RECORDS PROVIDED:

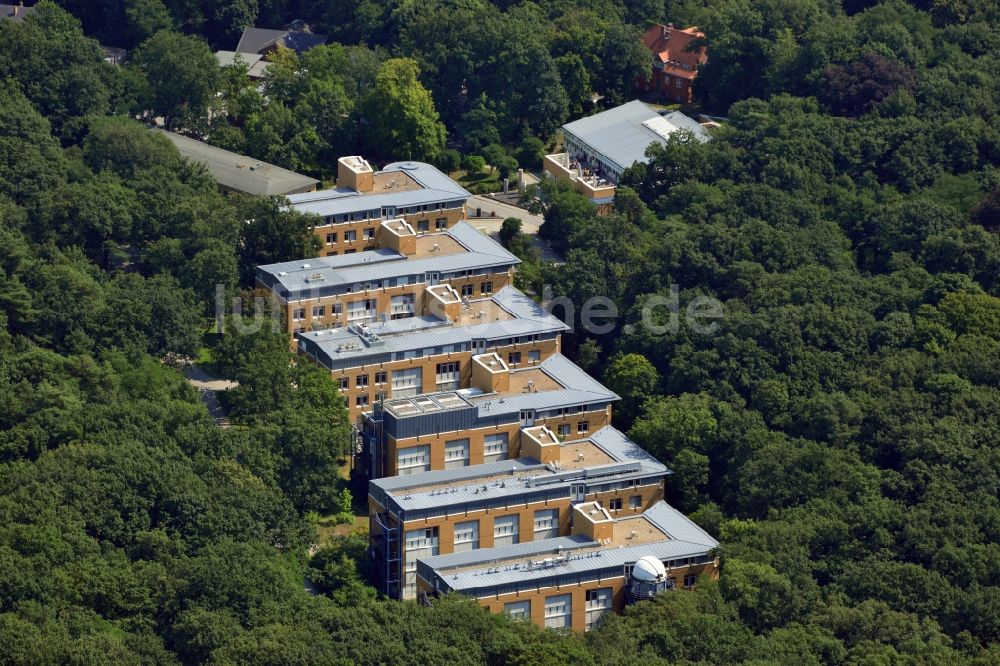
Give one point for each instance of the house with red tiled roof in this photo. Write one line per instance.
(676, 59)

---

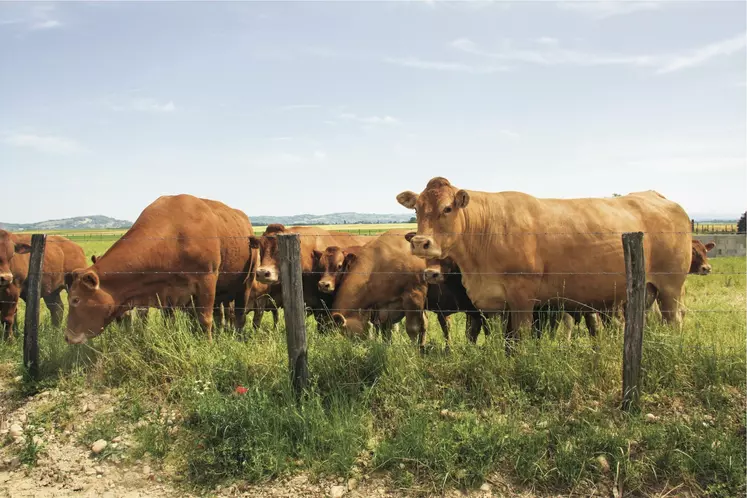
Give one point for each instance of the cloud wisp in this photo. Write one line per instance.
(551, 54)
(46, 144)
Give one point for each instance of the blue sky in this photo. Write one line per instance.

...

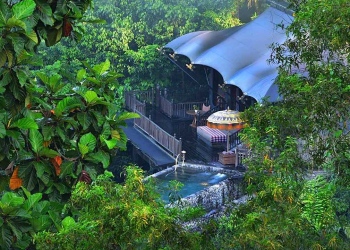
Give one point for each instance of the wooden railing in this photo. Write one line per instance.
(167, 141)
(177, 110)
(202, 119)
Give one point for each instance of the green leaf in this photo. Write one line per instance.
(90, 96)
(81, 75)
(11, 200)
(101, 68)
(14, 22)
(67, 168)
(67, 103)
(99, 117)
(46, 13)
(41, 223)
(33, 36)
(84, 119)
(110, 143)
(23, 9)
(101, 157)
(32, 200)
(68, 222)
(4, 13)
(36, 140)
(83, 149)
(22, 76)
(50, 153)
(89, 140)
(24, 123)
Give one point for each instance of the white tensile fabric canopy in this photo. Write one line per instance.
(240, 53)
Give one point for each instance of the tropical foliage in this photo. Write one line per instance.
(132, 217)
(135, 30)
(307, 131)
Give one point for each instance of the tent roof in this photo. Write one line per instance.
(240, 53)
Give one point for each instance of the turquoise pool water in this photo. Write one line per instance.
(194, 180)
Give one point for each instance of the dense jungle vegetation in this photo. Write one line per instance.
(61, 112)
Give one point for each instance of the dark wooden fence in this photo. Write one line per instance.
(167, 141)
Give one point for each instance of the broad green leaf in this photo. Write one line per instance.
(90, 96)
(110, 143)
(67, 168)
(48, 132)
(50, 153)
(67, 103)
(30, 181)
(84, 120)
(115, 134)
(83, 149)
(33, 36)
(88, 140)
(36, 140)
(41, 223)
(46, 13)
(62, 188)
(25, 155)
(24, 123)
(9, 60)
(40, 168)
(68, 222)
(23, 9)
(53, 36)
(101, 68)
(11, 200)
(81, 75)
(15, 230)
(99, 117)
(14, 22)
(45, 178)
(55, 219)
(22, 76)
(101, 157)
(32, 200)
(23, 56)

THE EXERCISE:
List every line in the entries above that contains the word "wooden", treating uppercase and lowercase letters as distinct.

THE ANSWER:
Give one point for each instance of the wooden railing in this photo. Write one line per instance.
Give one point for each instance of the dark wooden fence in this photo. Write one line per instance.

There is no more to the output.